* _Task to complete_
Rewrite everything from the start of the records down to the line containing "206 212 L 205", putting "dune sand" in place of "desert sand" and changing nothing else. Leave the pictures out of your answer.

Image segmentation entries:
==========
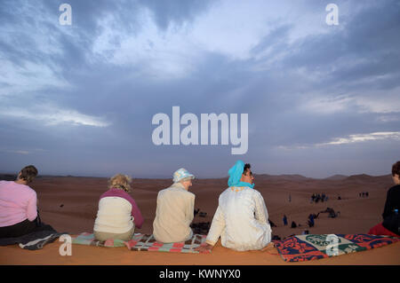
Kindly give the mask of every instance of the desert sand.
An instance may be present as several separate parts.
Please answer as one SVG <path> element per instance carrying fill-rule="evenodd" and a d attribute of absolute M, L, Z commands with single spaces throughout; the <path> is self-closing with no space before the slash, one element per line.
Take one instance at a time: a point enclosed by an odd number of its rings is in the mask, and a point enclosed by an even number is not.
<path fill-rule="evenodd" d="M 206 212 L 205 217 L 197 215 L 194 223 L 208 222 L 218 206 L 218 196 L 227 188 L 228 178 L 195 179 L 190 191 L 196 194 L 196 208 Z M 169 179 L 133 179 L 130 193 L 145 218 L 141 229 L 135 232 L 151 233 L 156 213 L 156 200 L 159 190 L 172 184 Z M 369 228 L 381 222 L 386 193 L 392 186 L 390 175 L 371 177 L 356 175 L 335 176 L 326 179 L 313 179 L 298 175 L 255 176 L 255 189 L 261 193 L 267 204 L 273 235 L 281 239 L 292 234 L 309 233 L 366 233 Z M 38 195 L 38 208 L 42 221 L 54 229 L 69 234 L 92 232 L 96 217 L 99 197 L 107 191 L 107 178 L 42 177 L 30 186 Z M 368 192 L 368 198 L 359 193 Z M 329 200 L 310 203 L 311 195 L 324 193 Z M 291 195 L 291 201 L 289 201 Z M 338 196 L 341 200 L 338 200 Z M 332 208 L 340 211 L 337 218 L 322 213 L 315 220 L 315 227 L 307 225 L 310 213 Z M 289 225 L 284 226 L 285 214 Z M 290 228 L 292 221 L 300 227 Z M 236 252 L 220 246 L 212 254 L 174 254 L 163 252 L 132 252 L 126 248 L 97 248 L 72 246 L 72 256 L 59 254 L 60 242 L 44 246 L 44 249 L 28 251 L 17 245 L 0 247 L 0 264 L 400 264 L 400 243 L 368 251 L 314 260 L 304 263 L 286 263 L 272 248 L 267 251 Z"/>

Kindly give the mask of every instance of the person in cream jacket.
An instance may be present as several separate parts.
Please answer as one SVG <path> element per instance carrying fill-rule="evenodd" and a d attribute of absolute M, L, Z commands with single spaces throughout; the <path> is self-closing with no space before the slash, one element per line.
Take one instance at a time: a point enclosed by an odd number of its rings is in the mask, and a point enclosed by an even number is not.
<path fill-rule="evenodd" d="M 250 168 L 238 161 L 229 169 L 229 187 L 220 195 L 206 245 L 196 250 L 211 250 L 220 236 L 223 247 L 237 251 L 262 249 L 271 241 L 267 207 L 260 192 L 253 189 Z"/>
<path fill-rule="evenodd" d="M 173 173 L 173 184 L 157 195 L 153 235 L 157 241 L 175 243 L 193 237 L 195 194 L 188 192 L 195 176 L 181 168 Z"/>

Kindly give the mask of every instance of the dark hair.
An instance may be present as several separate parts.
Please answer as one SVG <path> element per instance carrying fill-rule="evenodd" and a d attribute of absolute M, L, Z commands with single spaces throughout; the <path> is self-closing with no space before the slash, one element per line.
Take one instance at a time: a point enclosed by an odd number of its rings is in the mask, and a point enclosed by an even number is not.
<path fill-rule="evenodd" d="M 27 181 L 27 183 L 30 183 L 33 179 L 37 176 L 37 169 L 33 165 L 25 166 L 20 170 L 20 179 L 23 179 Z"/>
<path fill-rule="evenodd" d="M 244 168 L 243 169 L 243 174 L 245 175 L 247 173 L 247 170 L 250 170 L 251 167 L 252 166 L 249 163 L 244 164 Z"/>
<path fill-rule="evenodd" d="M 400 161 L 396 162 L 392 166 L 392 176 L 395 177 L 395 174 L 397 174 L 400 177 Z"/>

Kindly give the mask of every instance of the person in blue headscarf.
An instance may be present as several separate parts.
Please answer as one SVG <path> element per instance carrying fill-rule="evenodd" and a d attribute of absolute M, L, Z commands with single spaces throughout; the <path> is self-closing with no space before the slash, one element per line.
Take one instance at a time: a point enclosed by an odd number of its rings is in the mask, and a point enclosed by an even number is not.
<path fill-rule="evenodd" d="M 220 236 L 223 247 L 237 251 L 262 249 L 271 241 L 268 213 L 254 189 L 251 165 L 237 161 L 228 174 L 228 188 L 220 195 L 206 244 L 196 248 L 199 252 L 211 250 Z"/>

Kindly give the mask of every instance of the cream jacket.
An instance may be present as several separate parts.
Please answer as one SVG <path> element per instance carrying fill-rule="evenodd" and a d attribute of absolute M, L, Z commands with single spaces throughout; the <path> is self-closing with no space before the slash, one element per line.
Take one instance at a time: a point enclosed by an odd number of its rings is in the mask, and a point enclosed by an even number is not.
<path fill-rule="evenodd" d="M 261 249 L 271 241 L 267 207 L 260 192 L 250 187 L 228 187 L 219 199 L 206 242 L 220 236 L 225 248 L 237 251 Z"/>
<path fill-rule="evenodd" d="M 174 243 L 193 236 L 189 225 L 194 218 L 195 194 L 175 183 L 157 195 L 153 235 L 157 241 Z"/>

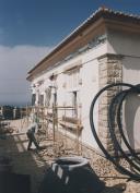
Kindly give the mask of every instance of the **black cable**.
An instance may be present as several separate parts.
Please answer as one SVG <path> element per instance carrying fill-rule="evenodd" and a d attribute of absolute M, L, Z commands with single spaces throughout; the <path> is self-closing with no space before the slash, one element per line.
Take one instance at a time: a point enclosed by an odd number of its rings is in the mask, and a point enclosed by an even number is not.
==========
* _Output for this task_
Kindly give the mask of every instance of the dune sand.
An instance may be present as several separate parts.
Please answer as one SVG <path> element per instance carrying fill-rule="evenodd" and a d attribute of absolute M, L, Z commands with single spaces throughout; the <path> is self-closing with no space before the slash, one element per line.
Take one instance at a time: a point enclosed by an odd number of its rings is in the mask, and a point enclosed by an even number is not.
<path fill-rule="evenodd" d="M 206 212 L 205 217 L 197 215 L 194 223 L 208 222 L 218 206 L 218 196 L 227 188 L 228 178 L 195 179 L 190 191 L 196 194 L 196 208 Z M 169 179 L 133 179 L 130 193 L 145 218 L 141 229 L 135 232 L 151 233 L 156 213 L 156 200 L 159 190 L 172 184 Z M 369 228 L 381 222 L 386 193 L 392 186 L 390 175 L 371 177 L 356 175 L 335 176 L 326 179 L 313 179 L 298 175 L 255 176 L 255 189 L 261 193 L 267 204 L 273 235 L 281 239 L 292 234 L 309 233 L 366 233 Z M 38 195 L 38 208 L 42 221 L 54 229 L 69 234 L 92 232 L 96 217 L 99 197 L 107 191 L 107 178 L 42 177 L 30 186 Z M 368 192 L 368 198 L 359 193 Z M 329 200 L 310 203 L 311 195 L 324 193 Z M 291 195 L 291 201 L 289 201 Z M 338 196 L 341 200 L 338 200 Z M 332 208 L 340 211 L 337 218 L 322 213 L 315 220 L 315 227 L 307 225 L 310 213 Z M 289 225 L 284 226 L 285 214 Z M 290 228 L 292 221 L 300 227 Z M 236 252 L 220 246 L 212 254 L 174 254 L 163 252 L 132 252 L 126 248 L 97 248 L 72 246 L 72 256 L 59 254 L 60 242 L 44 246 L 44 249 L 28 251 L 17 245 L 0 247 L 0 264 L 400 264 L 400 243 L 368 251 L 314 260 L 304 263 L 286 263 L 272 248 L 267 251 Z"/>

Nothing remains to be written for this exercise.